* _SELECTED PASSAGE_

################

GrubHub Drivers Ruled Contractors in Landmark Gig-Economy Case

In a landmark ruling Thursday, U.S. Magistrate Judge Jacqueline Scott Corley in San Francisco concluded that a gig-economy driver does not qualify for the protection of employees under California law.

The decision is the first of its kind, setting a standard for arguments regarding “gig-economy” workers.

The gig-economy has gotten much press as of late. With a number of businesses like Grubhub and Uber working off the model of pairing customers with products and services through apps, many workers have found a new form of income allowing high flexibility in exchange for low skill, low wage, episodic jobs.

However, the case against GrubHub, brought on by Raef Lawson, claimed the company violated California labor laws by not reimbursing his expenses, paying him less than minimum wage and failing to pay overtime. His argument was based on the idea that Grubhub exerts a certain level of control over. The company expects drivers to be available to accept assignments during shifts they sign up for and to remain in designated geographical areas.

Lawson worked as a food-delivery driver with the company for less than six months while pursuing a career as an actor and writer.

At a hearing in October, Judge Corley expressed concern that Lawson’s resume filed with the lawsuit may have tainted the trial because the actor lied about completing a three-year program. The specifics of the program weren’t provided. However, Corley said Lawson was “dishonest” and that the resume “is really problematic to me.”

Charlotte Garden, an associate law professor at Seattle University, said to Bloomberg that Corley’s decision is a “doubly big” win for GrubHub since California’s relatively high standard for establishing workers as independent contractors will mean similar arguments in other states will most likely side with this ruling.

################

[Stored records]
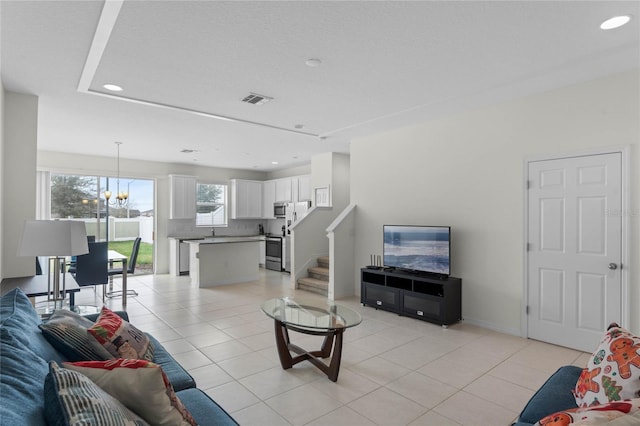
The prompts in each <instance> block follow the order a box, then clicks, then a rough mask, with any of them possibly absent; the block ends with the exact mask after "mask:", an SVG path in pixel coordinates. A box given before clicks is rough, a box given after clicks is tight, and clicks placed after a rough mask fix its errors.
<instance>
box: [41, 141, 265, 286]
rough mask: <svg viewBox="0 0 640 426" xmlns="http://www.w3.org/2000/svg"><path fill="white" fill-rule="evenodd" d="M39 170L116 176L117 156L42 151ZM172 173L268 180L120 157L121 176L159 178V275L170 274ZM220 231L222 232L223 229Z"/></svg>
mask: <svg viewBox="0 0 640 426" xmlns="http://www.w3.org/2000/svg"><path fill="white" fill-rule="evenodd" d="M124 147H125V146H124V145H123V149H124ZM121 151H122V149H121ZM38 170H49V171H52V172H57V173H70V174H87V175H102V176H113V175H115V172H116V159H115V155H114V157H97V156H88V155H77V154H68V153H61V152H51V151H39V152H38ZM169 174H182V175H191V176H197V178H198V181H199V182H204V183H220V184H227V183H228V181H229V179H255V180H265V179H266V173H264V172H256V171H249V170H236V169H223V168H213V167H201V166H195V165H189V164H177V163H176V164H174V163H160V162H154V161H144V160H130V159H124V158H121V159H120V176H121V177H130V178H145V179H155V180H156V185H155V191H156V206H155V212H156V233H155V241H156V245H155V254H156V259H155V272H156V273H160V274H164V273H169V241H168V238H167V237H168V235H169V231H170V229H169V178H168V176H169ZM34 178H35V171H34ZM32 197H33V198H34V199H35V192H34V193H33V194H32ZM238 222H244V221H238ZM252 223H253V222H252ZM243 226H244V225H242V224H235V225H234V224H232V226H231V227H232V228H233V229H235V228H234V227H241V228H242V227H243ZM246 226H250V225H246ZM253 228H254V229H255V230H256V232H254V233H257V224H256V225H255V226H254V227H253ZM202 232H203V233H205V232H210V231H209V229H207V230H206V231H202ZM219 233H220V234H223V233H224V232H219Z"/></svg>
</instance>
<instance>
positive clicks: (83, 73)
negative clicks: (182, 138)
mask: <svg viewBox="0 0 640 426" xmlns="http://www.w3.org/2000/svg"><path fill="white" fill-rule="evenodd" d="M123 4H124V0H107V1H105V2H104V7H103V8H102V13H101V14H100V20H99V21H98V26H97V27H96V31H95V33H94V35H93V41H92V42H91V46H90V47H89V53H88V54H87V59H86V60H85V63H84V67H83V69H82V74H81V75H80V81H78V89H77V90H78V92H80V93H87V94H91V95H96V96H102V97H104V98H109V99H116V100H119V101H125V102H131V103H134V104H138V105H146V106H152V107H156V108H163V109H168V110H172V111H181V112H186V113H189V114H194V115H199V116H203V117H209V118H215V119H217V120H224V121H232V122H235V123H244V124H251V125H254V126H260V127H265V128H269V129H274V130H280V131H283V132H289V133H296V134H298V135H303V136H311V137H315V138H321V139H324V137H321V136H320V135H319V134H316V133H310V132H305V131H302V130H297V129H288V128H286V127H279V126H273V125H270V124H266V123H260V122H257V121H250V120H243V119H241V118H235V117H229V116H224V115H220V114H214V113H210V112H206V111H200V110H196V109H190V108H183V107H177V106H174V105H169V104H163V103H159V102H151V101H146V100H143V99H136V98H131V97H127V96H123V95H116V94H113V93H103V92H97V91H95V90H93V89H91V82H92V81H93V78H94V76H95V74H96V71H97V70H98V66H99V65H100V61H101V60H102V55H103V54H104V51H105V49H106V47H107V43H109V38H110V37H111V32H112V31H113V27H114V25H115V23H116V21H117V20H118V16H119V15H120V10H121V9H122V5H123ZM111 83H117V82H111Z"/></svg>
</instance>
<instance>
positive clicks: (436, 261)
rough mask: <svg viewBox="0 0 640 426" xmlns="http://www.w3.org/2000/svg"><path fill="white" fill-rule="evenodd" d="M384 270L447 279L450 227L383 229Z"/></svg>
mask: <svg viewBox="0 0 640 426" xmlns="http://www.w3.org/2000/svg"><path fill="white" fill-rule="evenodd" d="M383 234H384V247H383V251H382V254H383V258H384V266H385V267H388V268H398V269H402V270H405V271H410V272H425V273H429V274H437V275H442V276H449V275H450V273H451V258H450V252H451V227H450V226H409V225H384V226H383Z"/></svg>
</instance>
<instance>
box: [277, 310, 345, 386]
mask: <svg viewBox="0 0 640 426" xmlns="http://www.w3.org/2000/svg"><path fill="white" fill-rule="evenodd" d="M274 321H275V331H276V346H277V348H278V356H279V357H280V364H282V368H283V369H285V370H287V369H289V368H291V367H293V366H294V365H296V364H297V363H299V362H301V361H309V362H310V363H312V364H313V365H315V366H316V367H318V368H319V369H320V370H321V371H322V372H323V373H325V374H326V375H327V377H329V380H331V381H333V382H335V381H337V380H338V372H339V371H340V358H341V357H342V335H343V333H344V328H336V329H333V330H311V329H307V328H299V327H294V326H292V325H287V324H284V323H283V322H282V321H278V320H274ZM289 330H293V331H297V332H299V333H304V334H310V335H313V336H325V338H324V341H323V342H322V347H321V348H320V350H319V351H312V352H309V351H306V350H304V349H302V348H301V347H300V346H296V345H294V344H293V343H291V341H290V340H289ZM334 342H335V345H334ZM332 347H333V354H331V349H332ZM291 352H295V353H296V354H298V355H297V356H295V357H292V356H291ZM329 357H331V362H330V364H329V365H327V364H325V363H324V362H322V361H321V360H320V358H329Z"/></svg>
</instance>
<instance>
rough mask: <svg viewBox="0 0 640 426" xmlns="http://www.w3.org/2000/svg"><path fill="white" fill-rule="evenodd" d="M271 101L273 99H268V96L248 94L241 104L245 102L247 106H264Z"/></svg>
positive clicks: (243, 99)
mask: <svg viewBox="0 0 640 426" xmlns="http://www.w3.org/2000/svg"><path fill="white" fill-rule="evenodd" d="M271 100H273V98H270V97H269V96H264V95H258V94H257V93H250V94H249V95H248V96H246V97H245V98H244V99H243V100H242V102H246V103H248V104H253V105H262V104H266V103H267V102H269V101H271Z"/></svg>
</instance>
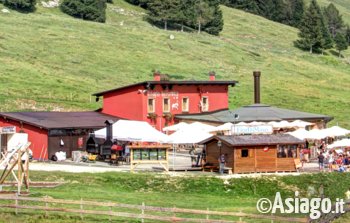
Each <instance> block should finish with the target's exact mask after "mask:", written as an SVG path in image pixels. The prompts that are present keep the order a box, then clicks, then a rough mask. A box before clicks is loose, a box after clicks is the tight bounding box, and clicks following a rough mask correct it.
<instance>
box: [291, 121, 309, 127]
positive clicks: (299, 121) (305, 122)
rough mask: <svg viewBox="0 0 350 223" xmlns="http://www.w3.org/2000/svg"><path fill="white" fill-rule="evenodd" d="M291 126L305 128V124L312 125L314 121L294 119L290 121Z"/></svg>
mask: <svg viewBox="0 0 350 223" xmlns="http://www.w3.org/2000/svg"><path fill="white" fill-rule="evenodd" d="M290 125H291V126H293V127H297V128H305V127H306V126H310V125H314V123H311V122H305V121H302V120H295V121H293V122H291V123H290Z"/></svg>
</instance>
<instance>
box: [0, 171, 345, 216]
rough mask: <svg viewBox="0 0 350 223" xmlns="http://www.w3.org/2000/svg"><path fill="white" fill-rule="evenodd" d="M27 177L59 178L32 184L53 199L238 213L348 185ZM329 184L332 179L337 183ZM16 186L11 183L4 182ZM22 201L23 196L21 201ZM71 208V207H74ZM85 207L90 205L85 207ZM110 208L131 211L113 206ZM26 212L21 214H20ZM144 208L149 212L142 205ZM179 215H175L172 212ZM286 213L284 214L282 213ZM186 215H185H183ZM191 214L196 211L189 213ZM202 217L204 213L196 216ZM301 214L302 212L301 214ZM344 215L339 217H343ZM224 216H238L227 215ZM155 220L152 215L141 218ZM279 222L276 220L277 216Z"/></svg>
mask: <svg viewBox="0 0 350 223" xmlns="http://www.w3.org/2000/svg"><path fill="white" fill-rule="evenodd" d="M31 180H32V181H59V182H64V184H63V185H62V186H59V187H56V188H34V187H33V188H31V189H30V192H31V194H30V196H33V197H44V196H49V197H52V198H55V199H69V200H80V199H83V200H85V201H86V200H93V201H94V200H95V201H102V202H109V201H111V202H119V203H127V204H136V205H140V204H141V203H142V202H145V204H146V205H149V206H158V207H174V206H176V207H178V208H189V209H200V210H206V209H207V208H209V209H210V210H216V211H230V212H240V211H242V212H243V213H257V214H258V212H257V210H256V202H257V201H258V200H259V199H260V198H263V197H265V198H269V199H271V200H274V197H275V195H276V192H280V193H281V196H282V197H283V198H286V197H294V194H295V191H299V192H300V197H307V198H311V197H318V196H319V188H320V187H321V186H322V187H323V188H324V194H325V197H329V198H331V199H332V200H333V201H334V200H335V199H336V198H344V196H345V195H344V193H345V192H346V191H347V190H348V189H349V185H348V183H347V182H349V180H350V175H349V174H339V173H329V174H304V175H300V176H283V177H281V176H265V177H264V176H262V177H258V178H244V177H243V178H239V179H229V180H223V179H219V178H216V177H211V176H198V175H197V176H196V175H195V174H194V175H191V174H186V176H182V177H171V176H168V175H163V174H154V173H153V174H151V173H135V174H130V173H99V174H91V173H79V174H73V173H63V172H53V173H51V174H48V173H47V172H32V173H31ZM334 185H337V186H336V187H335V186H334ZM6 190H15V188H6ZM21 204H22V205H24V204H25V202H21ZM75 208H76V207H75ZM85 208H87V209H89V207H85ZM113 211H130V210H123V209H119V208H114V209H113ZM13 212H14V210H7V209H2V210H1V213H0V222H96V219H99V222H109V221H108V219H106V217H102V216H95V217H94V218H88V217H84V220H80V218H79V215H76V217H72V216H71V217H69V216H67V215H66V216H63V215H61V216H59V217H58V216H57V215H55V214H52V213H50V215H49V217H48V218H46V217H44V216H45V213H44V212H40V211H34V213H33V212H30V211H27V210H26V211H22V212H21V214H19V215H17V216H14V215H13ZM23 212H25V213H26V214H24V213H23ZM147 214H151V213H150V211H147ZM176 216H178V217H180V216H181V214H180V215H176ZM282 216H284V217H286V215H282ZM187 217H188V216H187ZM192 217H195V216H192ZM197 217H200V218H203V216H197ZM300 217H303V215H301V216H300ZM348 217H349V216H345V217H344V218H342V221H339V222H348V220H349V218H348ZM227 220H231V221H232V220H233V221H238V220H239V219H238V218H237V219H235V218H232V217H229V218H228V219H227ZM242 220H243V221H244V222H251V223H253V222H257V223H264V222H265V223H268V222H271V220H270V221H268V220H263V219H248V218H243V219H242ZM113 222H140V221H139V220H137V219H135V220H133V221H131V219H127V220H126V219H120V218H118V219H116V218H115V219H113ZM146 222H155V221H146ZM276 222H280V221H276Z"/></svg>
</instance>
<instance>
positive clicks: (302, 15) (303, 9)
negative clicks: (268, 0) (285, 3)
mask: <svg viewBox="0 0 350 223" xmlns="http://www.w3.org/2000/svg"><path fill="white" fill-rule="evenodd" d="M290 2H291V4H292V18H293V22H292V24H291V25H292V26H294V27H299V25H300V23H301V20H302V19H303V15H304V11H305V4H304V0H294V1H293V0H291V1H290Z"/></svg>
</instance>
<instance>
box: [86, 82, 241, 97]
mask: <svg viewBox="0 0 350 223" xmlns="http://www.w3.org/2000/svg"><path fill="white" fill-rule="evenodd" d="M237 83H238V81H194V80H193V81H144V82H139V83H135V84H131V85H127V86H123V87H118V88H114V89H111V90H107V91H102V92H98V93H95V94H93V96H97V97H99V96H103V95H105V94H107V93H110V92H114V91H120V90H123V89H126V88H131V87H135V86H144V87H145V89H147V88H149V87H152V86H155V85H232V86H235V85H236V84H237Z"/></svg>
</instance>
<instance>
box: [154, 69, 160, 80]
mask: <svg viewBox="0 0 350 223" xmlns="http://www.w3.org/2000/svg"><path fill="white" fill-rule="evenodd" d="M153 80H154V81H160V72H159V71H155V72H154V73H153Z"/></svg>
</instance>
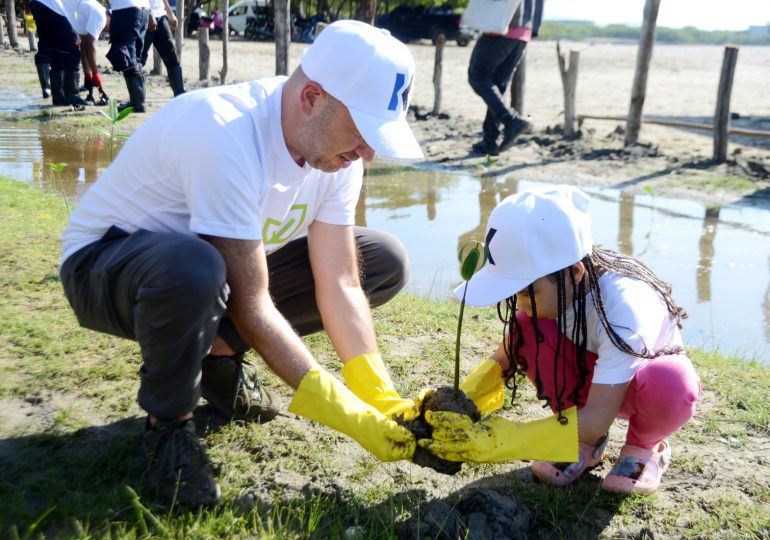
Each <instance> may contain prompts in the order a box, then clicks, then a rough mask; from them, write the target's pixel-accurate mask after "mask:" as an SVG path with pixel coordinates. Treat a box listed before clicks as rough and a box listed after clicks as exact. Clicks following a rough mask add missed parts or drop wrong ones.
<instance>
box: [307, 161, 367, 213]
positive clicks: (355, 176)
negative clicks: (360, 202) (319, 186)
mask: <svg viewBox="0 0 770 540" xmlns="http://www.w3.org/2000/svg"><path fill="white" fill-rule="evenodd" d="M363 170H364V166H363V163H362V161H361V159H357V160H356V161H354V162H353V163H351V164H350V167H348V168H347V169H342V170H341V171H340V172H338V173H337V174H336V177H337V178H336V181H335V182H334V183H333V185H332V187H331V190H330V192H329V193H328V194H327V195H326V197H324V199H323V202H321V203H320V204H319V207H318V212H317V213H316V216H315V219H316V220H317V221H321V222H323V223H329V224H330V225H353V224H354V223H355V214H356V204H357V202H358V197H359V195H360V193H361V184H362V182H363Z"/></svg>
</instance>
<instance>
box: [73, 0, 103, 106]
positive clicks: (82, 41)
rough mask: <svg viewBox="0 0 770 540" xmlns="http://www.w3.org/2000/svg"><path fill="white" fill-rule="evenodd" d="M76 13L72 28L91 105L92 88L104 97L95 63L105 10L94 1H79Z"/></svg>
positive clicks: (83, 80)
mask: <svg viewBox="0 0 770 540" xmlns="http://www.w3.org/2000/svg"><path fill="white" fill-rule="evenodd" d="M77 13H78V16H77V17H76V18H75V20H74V21H73V23H72V26H73V28H74V29H75V31H76V32H77V33H78V34H79V35H80V38H81V41H80V61H81V63H82V64H83V81H84V83H85V89H86V90H87V91H88V96H87V97H86V101H87V102H88V103H90V104H92V105H93V104H94V87H96V88H99V90H100V92H101V94H102V95H105V96H106V94H105V93H104V90H103V88H102V77H101V75H99V67H98V65H97V63H96V42H97V40H98V39H99V35H100V34H101V33H102V32H103V31H104V29H105V27H106V26H107V10H106V9H104V6H102V5H101V4H100V3H99V2H97V1H96V0H80V2H78V8H77ZM101 101H104V100H101Z"/></svg>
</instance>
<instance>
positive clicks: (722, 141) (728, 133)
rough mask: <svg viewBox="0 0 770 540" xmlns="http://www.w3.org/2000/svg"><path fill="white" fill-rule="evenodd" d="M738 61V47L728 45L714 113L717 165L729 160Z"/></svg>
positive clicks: (725, 51)
mask: <svg viewBox="0 0 770 540" xmlns="http://www.w3.org/2000/svg"><path fill="white" fill-rule="evenodd" d="M737 61H738V47H735V46H734V45H728V46H726V47H725V55H724V57H723V59H722V73H721V75H720V76H719V89H718V90H717V109H716V112H714V156H713V159H714V161H716V162H717V163H724V162H725V161H726V160H727V141H728V139H729V131H730V94H731V93H732V91H733V75H735V64H736V62H737Z"/></svg>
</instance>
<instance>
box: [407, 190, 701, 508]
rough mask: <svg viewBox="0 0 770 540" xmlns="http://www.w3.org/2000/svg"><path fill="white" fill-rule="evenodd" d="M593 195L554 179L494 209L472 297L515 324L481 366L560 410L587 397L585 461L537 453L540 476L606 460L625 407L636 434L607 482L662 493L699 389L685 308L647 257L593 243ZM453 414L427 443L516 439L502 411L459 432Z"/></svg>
mask: <svg viewBox="0 0 770 540" xmlns="http://www.w3.org/2000/svg"><path fill="white" fill-rule="evenodd" d="M588 202H589V201H588V196H587V195H586V194H585V193H583V192H582V191H580V190H579V189H578V188H575V187H571V186H552V187H545V188H541V189H533V190H528V191H524V192H522V193H519V194H516V195H512V196H510V197H507V198H506V199H504V200H503V201H502V202H501V203H500V204H499V205H498V206H497V208H495V210H494V211H493V212H492V214H491V215H490V218H489V223H488V225H487V235H486V249H487V250H488V252H487V263H486V265H485V266H484V267H483V268H482V269H481V270H480V271H479V272H478V273H477V274H475V275H474V276H473V277H472V278H471V279H470V281H468V287H467V293H466V301H467V302H468V303H469V304H472V305H486V304H491V303H496V302H500V303H501V304H502V305H501V306H499V312H500V313H501V318H502V319H503V322H504V323H505V330H504V340H503V343H502V344H501V345H500V346H499V347H498V349H497V351H496V352H495V354H494V355H493V357H492V360H488V361H486V362H483V363H482V364H480V365H479V367H478V368H477V370H476V371H477V372H480V373H483V374H485V375H484V377H481V376H480V377H479V378H480V379H486V380H495V379H497V382H498V384H500V381H501V378H502V379H504V380H505V381H506V382H507V383H511V384H512V385H513V391H514V397H515V392H516V377H517V376H524V375H526V376H527V377H528V378H529V379H530V380H531V381H532V382H533V383H534V385H535V388H536V389H537V396H538V398H539V399H543V400H545V401H546V403H547V404H548V405H549V406H550V407H551V409H552V410H553V411H554V412H556V413H557V414H559V415H562V414H563V412H562V411H565V410H566V409H567V408H569V407H573V406H577V407H578V415H577V418H578V429H579V436H580V456H579V460H578V461H577V462H576V463H552V462H546V461H535V462H533V464H532V472H533V473H534V474H535V475H536V476H537V477H538V478H540V479H541V480H544V481H546V482H550V483H552V484H556V485H559V486H564V485H567V484H570V483H571V482H573V481H574V480H576V479H577V478H579V477H580V476H581V475H582V474H583V473H584V472H586V471H587V470H590V469H591V468H593V467H595V466H597V465H599V463H600V462H601V460H602V457H603V455H604V448H605V446H606V444H607V433H608V431H609V428H610V426H611V424H612V422H613V421H614V419H615V418H616V417H622V418H628V421H629V424H628V432H627V434H626V444H625V446H623V449H622V450H621V452H620V458H619V460H618V461H617V463H616V464H615V466H614V467H613V469H612V470H611V471H610V473H609V475H607V477H606V478H605V479H604V481H603V483H602V488H603V489H605V490H607V491H614V492H623V493H626V492H631V491H639V492H648V491H654V490H655V489H657V487H658V485H659V483H660V479H661V477H662V475H663V473H664V472H665V471H666V468H667V467H668V463H669V460H670V457H671V447H670V445H669V443H668V442H667V441H666V440H665V438H666V437H668V436H669V435H671V434H672V433H674V432H675V431H677V430H678V429H679V428H680V427H681V426H682V425H684V424H685V422H687V421H688V420H689V419H690V418H692V416H693V414H694V413H695V403H696V401H697V400H698V397H699V395H700V382H699V379H698V376H697V374H696V373H695V370H694V369H693V366H692V363H691V362H690V359H689V358H688V357H687V355H686V353H685V351H684V349H683V346H682V338H681V335H680V333H679V326H680V322H681V320H682V319H683V318H684V317H686V314H685V312H684V310H683V309H682V308H680V307H679V306H678V305H677V304H676V303H675V302H674V300H673V299H672V298H671V288H670V286H669V285H668V284H667V283H665V282H663V281H662V280H661V279H660V278H659V277H657V276H656V275H655V274H654V273H653V272H652V271H651V270H650V269H649V268H647V267H646V266H645V265H644V264H643V263H641V262H640V261H638V260H637V259H635V258H633V257H630V256H627V255H621V254H619V253H616V252H614V251H610V250H607V249H602V248H598V247H595V246H593V245H592V235H591V219H590V216H589V214H588ZM462 290H463V286H461V287H460V288H458V289H457V291H456V293H459V294H461V293H462ZM487 384H491V383H487ZM570 410H571V409H570ZM453 416H456V415H453V414H452V413H441V414H438V415H435V416H433V417H431V419H430V421H431V422H433V423H434V425H435V426H436V429H435V430H434V432H433V438H434V439H435V441H433V442H430V441H426V442H425V443H421V444H424V445H425V446H429V447H430V449H431V450H432V451H433V452H434V453H436V454H437V455H439V456H441V457H447V459H450V458H455V459H458V458H465V459H470V460H473V461H490V460H494V458H495V457H496V456H497V455H499V454H500V453H504V452H505V450H504V447H505V446H506V445H515V444H517V441H516V440H515V439H510V438H505V437H503V436H496V434H499V433H503V434H504V430H505V429H506V424H505V421H503V420H502V419H493V420H492V421H488V422H481V423H480V424H481V425H474V426H462V425H460V427H461V428H463V429H464V433H463V434H462V435H460V434H458V432H457V431H456V430H457V428H458V422H457V419H456V418H453ZM485 428H486V429H485ZM490 440H494V441H497V443H498V446H497V447H490V445H489V441H490Z"/></svg>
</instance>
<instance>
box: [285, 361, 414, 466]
mask: <svg viewBox="0 0 770 540" xmlns="http://www.w3.org/2000/svg"><path fill="white" fill-rule="evenodd" d="M289 412H291V413H294V414H298V415H300V416H304V417H305V418H308V419H310V420H315V421H316V422H320V423H321V424H324V425H325V426H329V427H330V428H332V429H336V430H337V431H339V432H341V433H344V434H345V435H347V436H349V437H350V438H352V439H353V440H355V441H356V442H357V443H358V444H360V445H361V446H363V447H364V448H366V449H367V450H369V451H370V452H371V453H372V454H374V455H375V456H377V458H378V459H380V460H381V461H398V460H400V459H412V456H414V450H415V448H416V442H415V440H414V435H412V433H411V432H410V431H409V430H407V429H406V428H404V427H401V426H399V425H398V424H396V423H395V422H394V421H393V420H389V419H388V418H387V417H386V416H384V415H382V414H380V413H379V412H378V411H377V410H376V409H374V408H373V407H371V406H370V405H367V404H366V403H364V402H362V401H361V400H360V399H358V398H357V397H356V396H354V395H353V393H352V392H351V391H350V390H348V389H347V388H346V387H345V385H344V384H342V383H341V382H340V381H338V380H337V379H335V378H334V377H333V376H332V375H331V374H329V373H327V372H326V371H323V370H321V369H311V370H310V371H308V372H307V374H305V376H304V377H303V378H302V381H300V383H299V387H298V388H297V391H296V392H294V397H293V398H292V400H291V403H290V404H289Z"/></svg>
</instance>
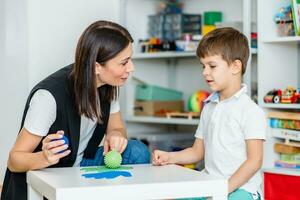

################

* _ASSIGNED TASK 1_
In the GrubHub ruling article, how long did Raef Lawson work as a food-delivery driver for the company?
* _ASSIGNED TASK 2_
Duplicate the part of the GrubHub ruling article starting with "However, the case" and going on through "designated geographical areas.".

* _ANSWER AREA 1_
Less than six months

* _ANSWER AREA 2_
However, the case against GrubHub, brought on by Raef Lawson, claimed the company violated California labor laws by not reimbursing his expenses, paying him less than minimum wage and failing to pay overtime. His argument was based on the idea that Grubhub exerts a certain level of control over. The company expects drivers to be available to accept assignments during shifts they sign up for and to remain in designated geographical areas.